→ Work to complete: Find every line in the material below that contains the string "path", matching case exactly, and copy each of those lines in full.

→ Exercise input:
____________________

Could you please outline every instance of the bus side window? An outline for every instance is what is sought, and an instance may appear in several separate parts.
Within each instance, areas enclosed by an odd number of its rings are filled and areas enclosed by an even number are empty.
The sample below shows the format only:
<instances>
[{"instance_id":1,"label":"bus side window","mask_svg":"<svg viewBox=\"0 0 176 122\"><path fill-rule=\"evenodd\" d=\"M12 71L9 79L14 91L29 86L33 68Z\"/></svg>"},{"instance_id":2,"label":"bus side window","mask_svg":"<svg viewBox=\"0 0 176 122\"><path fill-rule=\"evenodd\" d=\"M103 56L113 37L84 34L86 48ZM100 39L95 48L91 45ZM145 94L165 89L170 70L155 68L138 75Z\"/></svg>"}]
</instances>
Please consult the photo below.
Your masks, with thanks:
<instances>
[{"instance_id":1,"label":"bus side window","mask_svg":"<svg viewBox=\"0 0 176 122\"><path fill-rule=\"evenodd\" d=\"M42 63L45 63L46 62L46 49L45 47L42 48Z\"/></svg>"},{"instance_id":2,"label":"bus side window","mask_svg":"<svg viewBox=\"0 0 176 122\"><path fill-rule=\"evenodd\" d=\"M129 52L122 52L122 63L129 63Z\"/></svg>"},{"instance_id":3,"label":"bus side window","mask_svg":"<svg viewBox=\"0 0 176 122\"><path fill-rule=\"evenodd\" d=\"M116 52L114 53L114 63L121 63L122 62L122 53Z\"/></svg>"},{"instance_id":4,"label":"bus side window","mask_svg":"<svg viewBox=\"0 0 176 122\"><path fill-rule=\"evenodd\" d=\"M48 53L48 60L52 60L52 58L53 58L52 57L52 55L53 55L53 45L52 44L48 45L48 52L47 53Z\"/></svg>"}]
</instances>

____________________

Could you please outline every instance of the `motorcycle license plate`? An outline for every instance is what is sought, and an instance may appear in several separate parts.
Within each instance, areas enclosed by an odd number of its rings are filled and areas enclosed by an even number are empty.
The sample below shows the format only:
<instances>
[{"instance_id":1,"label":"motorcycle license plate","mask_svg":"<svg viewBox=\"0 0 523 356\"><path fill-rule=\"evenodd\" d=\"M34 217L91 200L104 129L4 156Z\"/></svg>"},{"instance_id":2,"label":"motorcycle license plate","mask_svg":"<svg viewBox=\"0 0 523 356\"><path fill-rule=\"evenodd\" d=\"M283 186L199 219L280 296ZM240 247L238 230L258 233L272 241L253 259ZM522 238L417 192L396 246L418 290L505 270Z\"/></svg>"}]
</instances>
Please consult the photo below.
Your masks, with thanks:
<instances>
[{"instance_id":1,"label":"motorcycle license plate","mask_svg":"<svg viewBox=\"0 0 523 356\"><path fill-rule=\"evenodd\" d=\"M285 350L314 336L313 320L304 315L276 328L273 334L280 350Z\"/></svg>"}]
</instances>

____________________

→ Task output:
[{"instance_id":1,"label":"bus side window","mask_svg":"<svg viewBox=\"0 0 176 122\"><path fill-rule=\"evenodd\" d=\"M12 71L9 79L14 91L29 86L33 68Z\"/></svg>"},{"instance_id":2,"label":"bus side window","mask_svg":"<svg viewBox=\"0 0 176 122\"><path fill-rule=\"evenodd\" d=\"M103 56L113 37L84 34L86 48ZM100 39L95 48L91 45ZM145 94L165 89L170 70L155 68L138 75Z\"/></svg>"}]
[{"instance_id":1,"label":"bus side window","mask_svg":"<svg viewBox=\"0 0 176 122\"><path fill-rule=\"evenodd\" d=\"M42 63L45 63L46 62L46 49L45 47L42 48Z\"/></svg>"},{"instance_id":2,"label":"bus side window","mask_svg":"<svg viewBox=\"0 0 176 122\"><path fill-rule=\"evenodd\" d=\"M129 52L122 52L122 63L129 63Z\"/></svg>"},{"instance_id":3,"label":"bus side window","mask_svg":"<svg viewBox=\"0 0 176 122\"><path fill-rule=\"evenodd\" d=\"M116 52L114 53L114 63L121 63L122 62L122 53Z\"/></svg>"},{"instance_id":4,"label":"bus side window","mask_svg":"<svg viewBox=\"0 0 176 122\"><path fill-rule=\"evenodd\" d=\"M48 53L48 60L52 60L52 58L53 58L52 57L52 55L53 55L53 45L52 44L48 45L48 52L47 53Z\"/></svg>"}]
[{"instance_id":1,"label":"motorcycle license plate","mask_svg":"<svg viewBox=\"0 0 523 356\"><path fill-rule=\"evenodd\" d=\"M34 217L91 200L104 129L4 156Z\"/></svg>"},{"instance_id":2,"label":"motorcycle license plate","mask_svg":"<svg viewBox=\"0 0 523 356\"><path fill-rule=\"evenodd\" d=\"M283 186L199 219L280 296ZM240 247L238 230L258 233L272 241L253 259ZM522 238L417 192L396 246L418 290L505 270Z\"/></svg>"}]
[{"instance_id":1,"label":"motorcycle license plate","mask_svg":"<svg viewBox=\"0 0 523 356\"><path fill-rule=\"evenodd\" d=\"M285 350L314 336L313 320L304 315L276 328L273 334L280 350Z\"/></svg>"}]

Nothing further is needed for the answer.